_Material shown_.

#####

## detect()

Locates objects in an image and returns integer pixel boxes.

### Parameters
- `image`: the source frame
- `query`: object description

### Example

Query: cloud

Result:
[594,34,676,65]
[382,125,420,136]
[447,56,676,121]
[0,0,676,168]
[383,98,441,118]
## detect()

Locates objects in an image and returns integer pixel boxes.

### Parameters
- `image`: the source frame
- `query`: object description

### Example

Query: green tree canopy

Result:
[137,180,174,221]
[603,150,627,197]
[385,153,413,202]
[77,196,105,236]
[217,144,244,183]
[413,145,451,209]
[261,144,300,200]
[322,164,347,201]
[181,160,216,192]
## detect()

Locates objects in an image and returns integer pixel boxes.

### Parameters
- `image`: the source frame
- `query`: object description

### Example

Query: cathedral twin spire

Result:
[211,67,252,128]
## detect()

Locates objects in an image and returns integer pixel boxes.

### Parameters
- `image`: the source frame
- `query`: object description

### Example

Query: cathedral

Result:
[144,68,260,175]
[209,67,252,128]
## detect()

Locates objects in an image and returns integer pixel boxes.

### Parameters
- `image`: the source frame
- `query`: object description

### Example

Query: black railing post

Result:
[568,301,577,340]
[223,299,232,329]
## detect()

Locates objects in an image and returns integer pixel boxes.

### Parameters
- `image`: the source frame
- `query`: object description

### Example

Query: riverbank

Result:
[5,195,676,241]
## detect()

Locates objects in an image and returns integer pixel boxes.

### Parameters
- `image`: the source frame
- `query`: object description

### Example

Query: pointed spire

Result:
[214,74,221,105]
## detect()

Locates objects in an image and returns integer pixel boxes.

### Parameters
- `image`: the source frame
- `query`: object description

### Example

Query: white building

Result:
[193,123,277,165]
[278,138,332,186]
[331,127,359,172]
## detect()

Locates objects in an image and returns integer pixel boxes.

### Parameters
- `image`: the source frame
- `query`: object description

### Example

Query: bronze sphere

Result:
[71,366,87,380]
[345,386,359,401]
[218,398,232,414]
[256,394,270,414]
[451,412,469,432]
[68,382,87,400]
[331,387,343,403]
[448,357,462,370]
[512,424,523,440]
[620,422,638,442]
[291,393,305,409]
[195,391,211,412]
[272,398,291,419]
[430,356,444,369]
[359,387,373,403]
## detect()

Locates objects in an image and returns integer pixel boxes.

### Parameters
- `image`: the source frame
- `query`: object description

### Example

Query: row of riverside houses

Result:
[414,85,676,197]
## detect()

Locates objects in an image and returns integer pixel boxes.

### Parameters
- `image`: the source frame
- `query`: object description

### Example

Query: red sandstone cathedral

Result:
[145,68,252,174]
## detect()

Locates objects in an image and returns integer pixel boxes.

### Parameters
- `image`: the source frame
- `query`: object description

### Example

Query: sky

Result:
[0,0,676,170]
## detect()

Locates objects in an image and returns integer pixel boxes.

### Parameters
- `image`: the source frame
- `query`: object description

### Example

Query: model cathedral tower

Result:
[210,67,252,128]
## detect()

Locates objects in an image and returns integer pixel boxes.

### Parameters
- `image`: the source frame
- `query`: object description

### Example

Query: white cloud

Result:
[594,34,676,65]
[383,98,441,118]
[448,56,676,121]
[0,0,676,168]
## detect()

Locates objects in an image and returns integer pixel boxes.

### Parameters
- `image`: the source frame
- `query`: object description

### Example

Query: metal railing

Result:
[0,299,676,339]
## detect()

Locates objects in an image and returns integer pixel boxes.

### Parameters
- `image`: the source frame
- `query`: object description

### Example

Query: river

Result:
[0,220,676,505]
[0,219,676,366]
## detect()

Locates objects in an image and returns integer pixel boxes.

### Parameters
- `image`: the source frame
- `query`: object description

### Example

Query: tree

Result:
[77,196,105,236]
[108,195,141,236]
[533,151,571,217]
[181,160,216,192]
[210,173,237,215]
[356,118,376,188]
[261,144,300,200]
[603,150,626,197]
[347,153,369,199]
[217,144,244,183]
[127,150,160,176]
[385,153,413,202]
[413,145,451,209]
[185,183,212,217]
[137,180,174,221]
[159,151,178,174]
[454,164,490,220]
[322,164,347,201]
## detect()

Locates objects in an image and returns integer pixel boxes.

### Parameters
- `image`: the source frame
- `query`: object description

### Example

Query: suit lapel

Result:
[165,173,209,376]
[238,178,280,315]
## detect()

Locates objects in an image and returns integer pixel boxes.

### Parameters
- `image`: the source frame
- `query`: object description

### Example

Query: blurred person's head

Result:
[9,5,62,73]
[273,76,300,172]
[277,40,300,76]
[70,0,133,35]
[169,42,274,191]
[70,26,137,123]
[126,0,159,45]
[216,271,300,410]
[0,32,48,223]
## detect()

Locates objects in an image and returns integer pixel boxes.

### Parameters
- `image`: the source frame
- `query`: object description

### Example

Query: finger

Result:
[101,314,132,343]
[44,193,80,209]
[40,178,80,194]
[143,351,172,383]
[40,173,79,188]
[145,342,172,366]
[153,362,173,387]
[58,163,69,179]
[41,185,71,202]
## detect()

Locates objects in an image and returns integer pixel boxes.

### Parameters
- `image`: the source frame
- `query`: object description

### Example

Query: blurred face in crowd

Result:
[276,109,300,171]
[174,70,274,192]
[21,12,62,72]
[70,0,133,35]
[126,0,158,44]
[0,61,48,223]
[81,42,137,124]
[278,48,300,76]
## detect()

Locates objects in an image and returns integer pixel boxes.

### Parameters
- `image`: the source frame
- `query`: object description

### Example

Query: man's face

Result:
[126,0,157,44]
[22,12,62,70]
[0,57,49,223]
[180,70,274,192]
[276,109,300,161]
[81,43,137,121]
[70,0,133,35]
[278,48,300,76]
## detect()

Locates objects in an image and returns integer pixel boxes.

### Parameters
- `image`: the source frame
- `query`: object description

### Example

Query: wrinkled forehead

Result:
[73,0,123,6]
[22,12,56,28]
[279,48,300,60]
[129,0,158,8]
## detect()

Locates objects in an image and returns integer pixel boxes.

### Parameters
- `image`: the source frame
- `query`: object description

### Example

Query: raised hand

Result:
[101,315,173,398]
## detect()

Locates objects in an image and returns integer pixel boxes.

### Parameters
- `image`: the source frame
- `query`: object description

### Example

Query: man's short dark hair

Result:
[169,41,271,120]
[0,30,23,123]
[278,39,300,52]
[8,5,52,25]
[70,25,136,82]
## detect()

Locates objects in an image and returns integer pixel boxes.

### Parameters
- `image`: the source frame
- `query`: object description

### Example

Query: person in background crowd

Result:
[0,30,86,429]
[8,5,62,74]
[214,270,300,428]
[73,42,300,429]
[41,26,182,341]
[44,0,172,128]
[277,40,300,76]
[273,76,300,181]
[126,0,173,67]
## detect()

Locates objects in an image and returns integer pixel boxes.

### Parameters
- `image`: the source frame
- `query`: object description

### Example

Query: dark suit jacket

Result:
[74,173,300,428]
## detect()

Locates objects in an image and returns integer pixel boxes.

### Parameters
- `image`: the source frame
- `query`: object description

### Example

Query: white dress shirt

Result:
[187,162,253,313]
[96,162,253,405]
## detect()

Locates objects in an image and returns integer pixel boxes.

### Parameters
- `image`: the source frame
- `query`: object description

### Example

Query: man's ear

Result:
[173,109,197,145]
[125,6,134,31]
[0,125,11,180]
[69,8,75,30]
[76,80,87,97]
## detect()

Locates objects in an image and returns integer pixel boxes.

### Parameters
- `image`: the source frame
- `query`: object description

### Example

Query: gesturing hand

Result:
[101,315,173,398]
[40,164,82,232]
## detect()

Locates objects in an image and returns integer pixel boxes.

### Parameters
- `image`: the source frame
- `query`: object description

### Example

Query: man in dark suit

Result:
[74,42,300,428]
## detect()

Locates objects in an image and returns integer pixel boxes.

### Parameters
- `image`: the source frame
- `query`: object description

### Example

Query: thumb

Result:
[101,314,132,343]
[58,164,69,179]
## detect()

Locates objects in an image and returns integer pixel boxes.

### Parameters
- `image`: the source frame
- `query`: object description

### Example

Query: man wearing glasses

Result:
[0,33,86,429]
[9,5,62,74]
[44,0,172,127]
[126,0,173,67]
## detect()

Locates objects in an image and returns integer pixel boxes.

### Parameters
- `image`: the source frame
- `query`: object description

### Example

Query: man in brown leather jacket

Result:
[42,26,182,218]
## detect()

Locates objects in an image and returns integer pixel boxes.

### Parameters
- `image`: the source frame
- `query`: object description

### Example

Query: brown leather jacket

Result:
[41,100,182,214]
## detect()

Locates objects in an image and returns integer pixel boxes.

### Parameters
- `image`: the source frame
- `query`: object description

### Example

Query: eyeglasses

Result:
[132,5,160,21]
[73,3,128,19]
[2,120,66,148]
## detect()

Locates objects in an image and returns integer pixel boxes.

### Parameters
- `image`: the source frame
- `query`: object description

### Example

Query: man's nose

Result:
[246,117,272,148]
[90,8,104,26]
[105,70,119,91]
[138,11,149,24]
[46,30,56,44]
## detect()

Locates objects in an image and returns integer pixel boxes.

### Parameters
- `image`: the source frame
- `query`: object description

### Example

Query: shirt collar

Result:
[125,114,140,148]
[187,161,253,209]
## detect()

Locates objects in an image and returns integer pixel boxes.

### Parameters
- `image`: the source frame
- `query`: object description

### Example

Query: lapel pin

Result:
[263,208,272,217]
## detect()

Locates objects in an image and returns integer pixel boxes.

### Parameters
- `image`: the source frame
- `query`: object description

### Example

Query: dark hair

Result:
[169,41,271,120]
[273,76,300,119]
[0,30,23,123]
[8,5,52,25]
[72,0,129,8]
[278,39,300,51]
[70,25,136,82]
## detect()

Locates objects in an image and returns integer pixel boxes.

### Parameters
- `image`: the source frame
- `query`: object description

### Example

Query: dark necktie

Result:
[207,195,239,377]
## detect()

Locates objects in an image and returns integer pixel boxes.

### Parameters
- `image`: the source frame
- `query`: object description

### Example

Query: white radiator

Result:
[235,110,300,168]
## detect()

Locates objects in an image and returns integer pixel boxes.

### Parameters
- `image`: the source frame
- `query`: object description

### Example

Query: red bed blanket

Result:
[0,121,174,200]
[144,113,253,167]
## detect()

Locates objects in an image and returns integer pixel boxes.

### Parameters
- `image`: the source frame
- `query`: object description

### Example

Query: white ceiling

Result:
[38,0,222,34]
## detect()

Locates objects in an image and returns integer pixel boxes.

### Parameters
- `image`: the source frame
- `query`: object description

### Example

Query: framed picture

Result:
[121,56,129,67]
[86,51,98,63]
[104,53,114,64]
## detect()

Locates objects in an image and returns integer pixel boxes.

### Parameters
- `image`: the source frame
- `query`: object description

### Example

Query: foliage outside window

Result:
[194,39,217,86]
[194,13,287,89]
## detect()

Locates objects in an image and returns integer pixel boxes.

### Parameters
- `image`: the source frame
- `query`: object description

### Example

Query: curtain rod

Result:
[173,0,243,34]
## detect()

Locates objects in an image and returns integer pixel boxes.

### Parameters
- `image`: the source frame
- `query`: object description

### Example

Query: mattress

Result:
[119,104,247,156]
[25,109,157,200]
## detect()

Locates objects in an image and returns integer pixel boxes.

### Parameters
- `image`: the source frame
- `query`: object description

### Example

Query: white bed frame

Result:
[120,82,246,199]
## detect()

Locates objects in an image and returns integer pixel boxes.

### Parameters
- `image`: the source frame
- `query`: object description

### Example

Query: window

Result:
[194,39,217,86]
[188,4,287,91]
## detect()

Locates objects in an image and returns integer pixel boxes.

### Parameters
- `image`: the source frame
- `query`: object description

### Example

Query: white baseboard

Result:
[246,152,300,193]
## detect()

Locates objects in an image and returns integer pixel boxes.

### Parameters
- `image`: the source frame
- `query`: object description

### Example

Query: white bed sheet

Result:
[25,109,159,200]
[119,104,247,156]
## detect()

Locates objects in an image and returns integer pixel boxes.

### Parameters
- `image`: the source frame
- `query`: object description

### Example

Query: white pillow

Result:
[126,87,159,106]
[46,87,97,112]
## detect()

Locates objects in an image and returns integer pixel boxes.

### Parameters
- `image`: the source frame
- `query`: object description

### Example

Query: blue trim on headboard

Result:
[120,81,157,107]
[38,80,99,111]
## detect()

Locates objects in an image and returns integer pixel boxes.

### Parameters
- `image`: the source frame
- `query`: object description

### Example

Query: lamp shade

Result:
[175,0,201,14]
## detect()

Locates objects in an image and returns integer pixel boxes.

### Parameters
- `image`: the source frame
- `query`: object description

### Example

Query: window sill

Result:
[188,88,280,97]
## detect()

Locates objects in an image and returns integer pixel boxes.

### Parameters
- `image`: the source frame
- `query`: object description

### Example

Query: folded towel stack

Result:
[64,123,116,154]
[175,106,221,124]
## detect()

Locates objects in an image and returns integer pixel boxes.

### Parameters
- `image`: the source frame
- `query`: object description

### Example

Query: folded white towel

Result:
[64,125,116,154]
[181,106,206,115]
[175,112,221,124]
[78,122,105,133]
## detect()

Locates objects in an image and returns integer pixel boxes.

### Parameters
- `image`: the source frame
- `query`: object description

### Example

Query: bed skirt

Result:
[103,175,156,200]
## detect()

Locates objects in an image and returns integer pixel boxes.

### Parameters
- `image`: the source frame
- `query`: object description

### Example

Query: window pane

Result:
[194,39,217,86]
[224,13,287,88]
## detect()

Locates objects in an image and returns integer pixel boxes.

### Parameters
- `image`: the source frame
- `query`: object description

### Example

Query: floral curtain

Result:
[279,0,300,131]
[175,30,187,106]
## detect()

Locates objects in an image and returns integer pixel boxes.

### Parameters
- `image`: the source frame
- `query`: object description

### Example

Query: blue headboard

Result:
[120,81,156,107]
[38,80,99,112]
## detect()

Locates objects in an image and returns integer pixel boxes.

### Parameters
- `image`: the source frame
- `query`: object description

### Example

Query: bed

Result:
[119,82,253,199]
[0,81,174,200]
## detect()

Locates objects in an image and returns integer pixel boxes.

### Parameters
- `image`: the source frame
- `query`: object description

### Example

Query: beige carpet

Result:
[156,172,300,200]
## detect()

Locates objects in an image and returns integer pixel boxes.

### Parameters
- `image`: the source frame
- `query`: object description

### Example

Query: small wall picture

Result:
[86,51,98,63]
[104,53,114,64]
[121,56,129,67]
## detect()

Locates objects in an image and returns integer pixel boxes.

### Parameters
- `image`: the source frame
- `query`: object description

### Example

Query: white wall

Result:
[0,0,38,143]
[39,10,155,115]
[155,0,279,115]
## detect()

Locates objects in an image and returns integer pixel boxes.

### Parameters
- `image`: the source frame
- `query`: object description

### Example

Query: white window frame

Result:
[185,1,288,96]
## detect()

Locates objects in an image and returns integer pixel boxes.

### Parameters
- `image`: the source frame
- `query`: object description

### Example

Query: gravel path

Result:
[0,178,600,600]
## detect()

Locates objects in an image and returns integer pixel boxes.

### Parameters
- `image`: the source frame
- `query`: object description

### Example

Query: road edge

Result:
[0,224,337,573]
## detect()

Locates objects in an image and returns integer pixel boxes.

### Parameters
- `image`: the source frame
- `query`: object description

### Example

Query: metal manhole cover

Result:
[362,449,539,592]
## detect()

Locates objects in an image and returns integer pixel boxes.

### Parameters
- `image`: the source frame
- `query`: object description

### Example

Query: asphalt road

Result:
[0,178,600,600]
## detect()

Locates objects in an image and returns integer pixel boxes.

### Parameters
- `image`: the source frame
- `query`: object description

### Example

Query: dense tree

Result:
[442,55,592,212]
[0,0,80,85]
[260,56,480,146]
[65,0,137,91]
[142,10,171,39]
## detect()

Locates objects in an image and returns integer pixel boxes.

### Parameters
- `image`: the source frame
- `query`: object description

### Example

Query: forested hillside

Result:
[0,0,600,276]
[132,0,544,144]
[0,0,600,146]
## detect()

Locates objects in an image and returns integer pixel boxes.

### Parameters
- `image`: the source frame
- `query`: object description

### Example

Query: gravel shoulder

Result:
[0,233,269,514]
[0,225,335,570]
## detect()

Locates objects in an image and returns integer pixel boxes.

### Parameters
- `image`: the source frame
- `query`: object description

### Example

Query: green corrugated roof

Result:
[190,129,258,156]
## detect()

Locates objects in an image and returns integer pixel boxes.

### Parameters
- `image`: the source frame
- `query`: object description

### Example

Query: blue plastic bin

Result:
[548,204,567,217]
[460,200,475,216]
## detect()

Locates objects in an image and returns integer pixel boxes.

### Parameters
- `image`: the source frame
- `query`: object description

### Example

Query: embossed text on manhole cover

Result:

#####

_The exercise_.
Count the lines in the data above that include the word "picture". Reply with the number only.

_Task result_.
2